***** Extract provided
# thyroid levels in normal but symptoms getting worse? dr wants to do RAI



## boat309 (Jul 11, 2013)

so i found out i had graves about a year ago. i was started on methimazole 10 pills a day and was droped to 3 pills about 8 weeks ago. and my levels started to drop slowly. about 2 weeks ago i went back to the dr and he said that my levels were all in the normal range. but my symptoms have been real bad, almost the worst they have ever been. he recomended the RAI. my qustion is if my levels are fine how will the RAI help?? and why are my symptoms getting worse if my levels are getting better??


----------



## Lovlkn (Dec 20, 2009)

If you have any lab results with ranges can you please post them.

Range is fairly wide and many people feel different, even when "in range".

If you do not have lab results call your doctors office and tell them you want copies of all labs they have run on you.

When you say 10 pills and 3 pills, can you tell me the dosage of those pills?
**********
How to complete this task =>
Continue the forum thread about Graves' disease and RAI from where it stops.
***** Recorded information
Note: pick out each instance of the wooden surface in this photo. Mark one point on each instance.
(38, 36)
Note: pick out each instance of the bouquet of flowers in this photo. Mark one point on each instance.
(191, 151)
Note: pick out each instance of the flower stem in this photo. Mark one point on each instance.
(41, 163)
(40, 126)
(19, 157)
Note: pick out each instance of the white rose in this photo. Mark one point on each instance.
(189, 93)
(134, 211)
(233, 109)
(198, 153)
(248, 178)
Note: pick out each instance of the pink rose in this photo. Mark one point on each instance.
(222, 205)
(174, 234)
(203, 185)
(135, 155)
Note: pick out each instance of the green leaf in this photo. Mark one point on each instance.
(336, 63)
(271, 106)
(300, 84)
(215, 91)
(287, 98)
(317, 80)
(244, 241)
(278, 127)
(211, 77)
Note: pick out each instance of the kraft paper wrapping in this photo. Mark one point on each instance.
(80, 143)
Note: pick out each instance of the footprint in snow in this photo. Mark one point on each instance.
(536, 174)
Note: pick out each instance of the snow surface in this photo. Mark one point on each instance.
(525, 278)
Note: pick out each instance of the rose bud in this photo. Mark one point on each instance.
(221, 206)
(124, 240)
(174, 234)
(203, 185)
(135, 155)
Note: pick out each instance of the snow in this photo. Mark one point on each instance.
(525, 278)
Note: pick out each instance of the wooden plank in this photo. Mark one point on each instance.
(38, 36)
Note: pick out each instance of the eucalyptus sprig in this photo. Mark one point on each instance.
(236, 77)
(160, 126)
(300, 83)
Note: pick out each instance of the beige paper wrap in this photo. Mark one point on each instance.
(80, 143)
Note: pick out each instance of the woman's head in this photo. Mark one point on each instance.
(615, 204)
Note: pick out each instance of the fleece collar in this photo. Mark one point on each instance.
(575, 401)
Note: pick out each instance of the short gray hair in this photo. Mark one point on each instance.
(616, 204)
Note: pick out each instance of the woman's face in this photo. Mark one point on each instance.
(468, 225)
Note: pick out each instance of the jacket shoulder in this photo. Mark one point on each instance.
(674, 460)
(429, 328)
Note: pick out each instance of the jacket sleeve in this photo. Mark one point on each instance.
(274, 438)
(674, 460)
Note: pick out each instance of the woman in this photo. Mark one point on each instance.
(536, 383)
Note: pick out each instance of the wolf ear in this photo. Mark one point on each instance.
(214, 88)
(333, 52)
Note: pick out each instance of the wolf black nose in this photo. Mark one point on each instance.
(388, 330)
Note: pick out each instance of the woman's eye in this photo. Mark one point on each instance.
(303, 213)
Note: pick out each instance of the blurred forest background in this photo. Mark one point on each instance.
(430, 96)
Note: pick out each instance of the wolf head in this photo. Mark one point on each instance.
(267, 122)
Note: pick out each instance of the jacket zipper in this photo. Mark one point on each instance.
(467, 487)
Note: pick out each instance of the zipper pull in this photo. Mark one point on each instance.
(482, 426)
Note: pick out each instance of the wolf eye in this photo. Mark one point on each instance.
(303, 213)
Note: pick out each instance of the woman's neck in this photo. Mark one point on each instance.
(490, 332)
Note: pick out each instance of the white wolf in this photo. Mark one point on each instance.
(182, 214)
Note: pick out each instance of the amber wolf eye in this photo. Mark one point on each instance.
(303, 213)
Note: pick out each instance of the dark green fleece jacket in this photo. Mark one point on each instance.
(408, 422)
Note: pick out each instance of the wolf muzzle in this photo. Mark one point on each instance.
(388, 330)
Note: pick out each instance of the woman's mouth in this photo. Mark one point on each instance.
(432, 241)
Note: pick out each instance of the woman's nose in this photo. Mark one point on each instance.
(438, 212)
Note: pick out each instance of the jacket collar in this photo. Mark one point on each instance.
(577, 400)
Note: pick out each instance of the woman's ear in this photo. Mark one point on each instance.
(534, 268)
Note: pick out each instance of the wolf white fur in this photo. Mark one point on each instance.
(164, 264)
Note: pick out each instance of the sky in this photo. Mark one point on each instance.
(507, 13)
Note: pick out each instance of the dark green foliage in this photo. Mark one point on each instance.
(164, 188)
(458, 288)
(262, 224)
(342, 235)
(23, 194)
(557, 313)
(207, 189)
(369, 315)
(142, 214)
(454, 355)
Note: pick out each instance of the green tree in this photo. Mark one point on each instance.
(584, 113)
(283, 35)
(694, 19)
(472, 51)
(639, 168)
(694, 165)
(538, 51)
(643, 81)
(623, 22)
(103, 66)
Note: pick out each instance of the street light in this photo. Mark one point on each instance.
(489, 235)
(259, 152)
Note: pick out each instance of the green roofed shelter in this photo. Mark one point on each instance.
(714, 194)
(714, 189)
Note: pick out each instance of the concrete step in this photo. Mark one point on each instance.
**********
Your response =>
RAI slowly kills off the thyroid - it can take years and many times a 2nd dose is required. You will have thyroid hormone fluxuations along the way which may not necessarily make you feel any better.


----------



## Prudence (Oct 30, 2012)

If you have high levels of antibodies, your labs can fall into what your lab considers nornal...yet you'll still feel the symptoms. My labs right before my second RAI were normal-yet the RAIU scan showed I was indeed still overactive. In fact, before my first RAI, my ranges were perfect-yet the scan showed I was severely hyper. I was also on methimazole then and though it had worked for over a year, the effect of it simply wore off and I felt terribly hyper.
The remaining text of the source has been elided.